**Dataset entries:**
<<<<
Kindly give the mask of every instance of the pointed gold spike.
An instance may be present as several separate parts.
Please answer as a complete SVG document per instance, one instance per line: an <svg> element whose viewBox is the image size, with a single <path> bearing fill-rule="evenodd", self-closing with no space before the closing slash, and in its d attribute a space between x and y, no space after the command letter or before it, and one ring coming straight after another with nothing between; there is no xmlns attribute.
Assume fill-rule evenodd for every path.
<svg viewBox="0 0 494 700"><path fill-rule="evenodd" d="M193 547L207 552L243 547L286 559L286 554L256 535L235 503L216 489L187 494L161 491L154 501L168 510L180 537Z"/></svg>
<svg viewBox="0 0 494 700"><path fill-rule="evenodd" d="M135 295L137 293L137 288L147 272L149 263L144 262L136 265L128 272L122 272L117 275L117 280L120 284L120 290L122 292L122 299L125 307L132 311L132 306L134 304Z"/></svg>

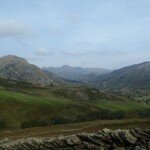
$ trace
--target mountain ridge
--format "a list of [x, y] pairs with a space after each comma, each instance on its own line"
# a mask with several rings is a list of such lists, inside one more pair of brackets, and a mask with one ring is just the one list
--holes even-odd
[[63, 82], [61, 78], [15, 55], [0, 57], [0, 78], [29, 82], [36, 86], [49, 86]]
[[98, 76], [93, 85], [104, 89], [150, 89], [150, 62], [142, 62]]
[[104, 68], [62, 67], [39, 68], [14, 55], [0, 57], [0, 78], [28, 82], [36, 86], [87, 84], [96, 88], [150, 89], [150, 61], [130, 65], [114, 71]]
[[110, 73], [111, 70], [105, 68], [90, 68], [90, 67], [71, 67], [63, 65], [62, 67], [43, 67], [43, 70], [52, 72], [57, 76], [60, 76], [67, 80], [83, 81], [87, 79], [89, 75], [94, 76]]

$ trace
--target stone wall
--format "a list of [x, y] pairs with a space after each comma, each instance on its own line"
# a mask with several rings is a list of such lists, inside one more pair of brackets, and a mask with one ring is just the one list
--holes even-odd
>>>>
**PROBLEM STATEMENT:** Working from the line with "Please answer as" down through the last line of the records, give every line again exactly, but no pictures.

**EXERCISE SOLUTION:**
Please answer as a complete SVG document per instance, one instance per line: an <svg> element whose viewBox is the image size, with a single <path> bearing fill-rule="evenodd", self-closing with no space before the closing slash, and in its d attribute a space between x and y, no space after the command letter or before it, and one ring coming straight after another with nothing between; there is no xmlns attribute.
Assume fill-rule evenodd for every path.
<svg viewBox="0 0 494 700"><path fill-rule="evenodd" d="M193 547L207 552L243 547L286 559L286 554L256 535L235 503L216 489L187 494L161 491L154 501L168 510L180 537Z"/></svg>
<svg viewBox="0 0 494 700"><path fill-rule="evenodd" d="M135 295L137 293L137 288L147 272L149 263L144 262L136 265L128 272L122 272L117 275L117 280L120 284L120 290L122 292L122 299L125 307L132 311L132 306L134 304Z"/></svg>

$ trace
--target mountain ridge
--format "a list of [x, y] pairs with a space after each comma, each instance on its own line"
# a mask with several rings is a list of such lists, inside one more pair of brackets, and a mask with one ring is just the one list
--holes even-odd
[[63, 82], [61, 78], [15, 55], [0, 57], [0, 78], [29, 82], [36, 86], [49, 86]]
[[98, 76], [93, 85], [104, 89], [150, 89], [150, 62], [142, 62]]
[[104, 68], [62, 67], [39, 68], [14, 55], [0, 57], [0, 78], [28, 82], [36, 86], [87, 84], [96, 88], [150, 89], [150, 61], [130, 65], [114, 71]]
[[110, 73], [111, 70], [105, 68], [90, 68], [90, 67], [71, 67], [63, 65], [62, 67], [43, 67], [43, 70], [52, 72], [57, 76], [60, 76], [67, 80], [83, 81], [87, 79], [89, 75], [94, 76]]

$ trace
--target stone wall
--format "a list of [x, y] pairs with a space after each comma, each instance on its own line"
# a mask with several rings is a list of such lists, inside one more pair of brackets, and a mask with one ring is just the one list
--holes even-odd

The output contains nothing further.